◆ RECORDS PROVIDED ◆
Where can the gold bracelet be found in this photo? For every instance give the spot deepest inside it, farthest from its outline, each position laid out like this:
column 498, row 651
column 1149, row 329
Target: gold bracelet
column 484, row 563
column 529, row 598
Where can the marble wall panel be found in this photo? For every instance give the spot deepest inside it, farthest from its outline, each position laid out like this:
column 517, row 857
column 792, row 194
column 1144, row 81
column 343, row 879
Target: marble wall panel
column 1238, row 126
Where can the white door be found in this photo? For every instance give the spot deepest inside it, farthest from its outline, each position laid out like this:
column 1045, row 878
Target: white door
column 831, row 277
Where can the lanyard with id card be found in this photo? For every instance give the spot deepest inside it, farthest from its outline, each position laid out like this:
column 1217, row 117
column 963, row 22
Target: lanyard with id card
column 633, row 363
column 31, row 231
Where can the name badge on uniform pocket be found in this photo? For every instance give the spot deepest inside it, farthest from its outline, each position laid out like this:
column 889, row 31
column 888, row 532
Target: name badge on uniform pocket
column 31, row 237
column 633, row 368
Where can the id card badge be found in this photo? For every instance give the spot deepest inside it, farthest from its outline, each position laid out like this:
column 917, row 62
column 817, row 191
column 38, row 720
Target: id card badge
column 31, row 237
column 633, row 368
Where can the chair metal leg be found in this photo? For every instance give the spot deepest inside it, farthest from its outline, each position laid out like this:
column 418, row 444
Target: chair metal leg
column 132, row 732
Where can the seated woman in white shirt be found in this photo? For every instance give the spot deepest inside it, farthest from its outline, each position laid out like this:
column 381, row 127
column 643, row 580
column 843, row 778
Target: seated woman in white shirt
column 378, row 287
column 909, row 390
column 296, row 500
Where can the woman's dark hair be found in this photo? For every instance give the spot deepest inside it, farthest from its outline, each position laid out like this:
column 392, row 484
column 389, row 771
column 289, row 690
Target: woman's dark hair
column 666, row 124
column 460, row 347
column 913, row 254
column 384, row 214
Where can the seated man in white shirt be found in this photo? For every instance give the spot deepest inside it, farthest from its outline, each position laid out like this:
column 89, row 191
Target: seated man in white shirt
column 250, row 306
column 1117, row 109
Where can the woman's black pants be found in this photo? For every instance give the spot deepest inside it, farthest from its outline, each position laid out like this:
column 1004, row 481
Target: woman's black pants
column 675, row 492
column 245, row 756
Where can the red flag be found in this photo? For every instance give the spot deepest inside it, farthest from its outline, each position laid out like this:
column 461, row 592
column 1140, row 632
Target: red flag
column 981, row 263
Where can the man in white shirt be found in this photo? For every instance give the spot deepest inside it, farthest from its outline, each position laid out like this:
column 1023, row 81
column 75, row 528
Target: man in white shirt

◆ WHAT THE EXERCISE ASKS ◆
Write out the records shown above, exactly as they appear.

◆ EXPECTED ANSWER ◆
Where can the gold bracelet be found in this photo? For every instance give the spot deepest inside it, farthest from its outline, each position laid out like this:
column 498, row 651
column 1149, row 329
Target: gold bracelet
column 484, row 563
column 529, row 598
Where can the marble wall panel be found in this photo? For every instance give the spot deepest inside it, farthest from its outline, each position laid out like this:
column 517, row 857
column 792, row 194
column 1144, row 81
column 343, row 879
Target: marble wall panel
column 1238, row 126
Where can the white door be found in this photo? For every instance give the spot deepest inside it, farthest from its outline, each position laid out like this:
column 1045, row 878
Target: white door
column 831, row 277
Where can the lanyard with id card be found in this photo? For every instance give the spot deepest inside it, farthest from its outline, each position laid out like this:
column 1217, row 117
column 963, row 22
Target: lanyard with id card
column 633, row 363
column 31, row 231
Where can the name badge on uniform pocket be found in this photo? For every instance give the spot deepest inside it, farthest from its outline, each position laid out like this:
column 889, row 31
column 888, row 532
Target: name badge on uniform pocket
column 31, row 237
column 633, row 368
Where can the id card badge be found in this photo? For every instance give the spot deepest inside it, farthest from its outline, each position laid out like this:
column 917, row 62
column 817, row 191
column 38, row 720
Target: id card badge
column 31, row 237
column 633, row 368
Where can the chair metal leg be found in this photo? For every instance give the spot deepest inside it, farthest from its outline, each position laid out like this:
column 418, row 444
Target: chair metal leg
column 132, row 732
Where can the seated woman in white shirt be found in this photo? For every instance give the spot deepest inside it, farthest from its outline, each position laid out like this:
column 381, row 127
column 643, row 580
column 843, row 778
Target: seated woman in white shirt
column 378, row 287
column 909, row 390
column 296, row 500
Where can the woman's dark hair be found in this photo? For every instance give the spot deepest inside it, farthest from its outline, each position laid out like this:
column 392, row 484
column 389, row 771
column 289, row 690
Target: woman's dark hair
column 666, row 124
column 460, row 347
column 913, row 254
column 384, row 214
Where can the seated man in white shirt be found in this photo? For every instance give the spot deepest inside it, farthest from its outline, each position laid out like this:
column 89, row 191
Target: seated man in white shirt
column 250, row 306
column 1117, row 109
Where can the woman's black pants be found in this photo? For every instance give the spot deepest inside it, farthest from its outline, each position laid out like this:
column 1004, row 481
Target: woman's black pants
column 675, row 492
column 245, row 756
Where can the red flag be found in this photo? For every instance give the spot deepest inside it, farthest from its outline, each position laid out like this:
column 461, row 592
column 1140, row 632
Target: red flag
column 981, row 263
Where can the man in white shirt be found in this photo? For every instance give the spot deepest inside it, farthest from its outline, each position laid out like this:
column 1023, row 81
column 75, row 528
Target: man in white shirt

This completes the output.